▸ **DATA ROWS**:
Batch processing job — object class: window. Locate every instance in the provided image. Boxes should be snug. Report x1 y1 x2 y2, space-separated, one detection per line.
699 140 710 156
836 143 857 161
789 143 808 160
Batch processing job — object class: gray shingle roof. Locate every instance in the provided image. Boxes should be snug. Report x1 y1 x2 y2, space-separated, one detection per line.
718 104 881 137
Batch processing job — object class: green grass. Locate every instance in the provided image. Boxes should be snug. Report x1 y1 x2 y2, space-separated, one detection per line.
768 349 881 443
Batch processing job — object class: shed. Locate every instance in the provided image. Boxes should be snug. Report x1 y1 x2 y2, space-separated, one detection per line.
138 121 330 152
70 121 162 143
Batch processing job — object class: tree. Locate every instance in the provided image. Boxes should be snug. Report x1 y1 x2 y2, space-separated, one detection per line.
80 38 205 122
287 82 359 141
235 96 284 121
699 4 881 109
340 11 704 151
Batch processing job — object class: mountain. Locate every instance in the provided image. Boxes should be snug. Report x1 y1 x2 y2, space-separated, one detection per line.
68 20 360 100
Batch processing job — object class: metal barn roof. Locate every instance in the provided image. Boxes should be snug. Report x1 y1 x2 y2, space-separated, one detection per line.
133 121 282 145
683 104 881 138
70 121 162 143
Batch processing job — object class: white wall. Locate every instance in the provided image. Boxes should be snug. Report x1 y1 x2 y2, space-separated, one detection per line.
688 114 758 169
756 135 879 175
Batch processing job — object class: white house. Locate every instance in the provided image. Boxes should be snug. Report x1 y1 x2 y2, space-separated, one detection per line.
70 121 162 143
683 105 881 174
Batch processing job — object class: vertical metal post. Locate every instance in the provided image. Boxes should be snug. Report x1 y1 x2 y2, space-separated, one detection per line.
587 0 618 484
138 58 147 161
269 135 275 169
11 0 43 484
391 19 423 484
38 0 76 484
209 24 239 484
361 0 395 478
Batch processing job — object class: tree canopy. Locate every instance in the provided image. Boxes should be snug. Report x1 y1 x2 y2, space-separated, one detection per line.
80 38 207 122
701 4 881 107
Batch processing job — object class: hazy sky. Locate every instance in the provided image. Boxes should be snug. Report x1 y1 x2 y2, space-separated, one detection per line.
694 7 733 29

▸ **INSTRUCTIONS FOR THE TASK**:
Please reproduce every one of the lines above word for word.

▸ **RESULT OF THE EXERCISE**:
Batch processing job — object class: window. Locate every instance in the provided image. Boxes should be snug. Report x1 y1 x2 y2, space-separated, one detection per line.
699 140 710 156
836 143 857 161
789 143 808 160
Batch processing job — object class: gray shingle roof. Locate every instance in the provided image. Boxes should be snug. Report x1 y1 x2 y2, space-separated, one detection per line.
718 104 881 137
Batch processing job — object class: green grass. Locate every instance in the provided image. Boxes should be snug. Report x1 y1 x2 y2, space-separated, one detection per line.
768 349 881 443
Batch processing job — object class: shed. Locate every instance in the provided image. Boxes should be snug. Report x1 y1 x2 y2, space-separated, one detection per line.
138 121 330 152
70 121 162 143
Batch processing job — object class: tree. Locate every instance in the provided image. Boxes should be snug. Report x1 y1 x2 y2, space-separated, one detection per line.
80 38 205 122
287 82 359 141
235 96 284 121
699 4 881 109
340 11 704 151
Batch processing job — object class: mountain. Locate every instance in the provided image. Boxes should be snug. Report x1 y1 x2 y2, space-separated, one detection per line.
68 20 360 100
Batch processing job — object class: metal barn roof. Locate every instance in the provided image. Boxes should be snug. Report x1 y1 x2 y2, space-separated, one detection per line.
133 121 282 145
683 104 881 138
70 121 162 143
Batch processing job — object class: white wall. Locate every instance in the provided image. Boxes should be snug. Report x1 y1 x2 y2, space-separated, one detection per line.
688 114 758 169
756 135 879 175
Batch processing job — object class: white house. Locate every instance in the provided image. Boxes should be snug. Report x1 y1 x2 y2, space-separated, one detection per line.
70 121 162 143
683 105 881 174
Batch processing job — object class: vertical metal post. Locate every instance in the provided image. Boxes should be snug. Report x1 y1 x2 y2, space-separated, one detection per line.
587 0 618 484
138 58 147 161
269 135 275 169
11 0 43 484
391 19 423 484
38 0 76 484
209 24 239 484
361 0 395 478
Batch processing job — object class: tree canopy. Locate every instance in the provided image. Boxes should be snug. Report x1 y1 x2 y2, space-separated, one detection per line.
80 38 207 122
701 4 881 107
Batch processing job — object class: hazy sky. Locate every instance in the provided image. Boxes should be snug. Report x1 y1 x2 y2, space-separated, one detection per line.
694 7 733 29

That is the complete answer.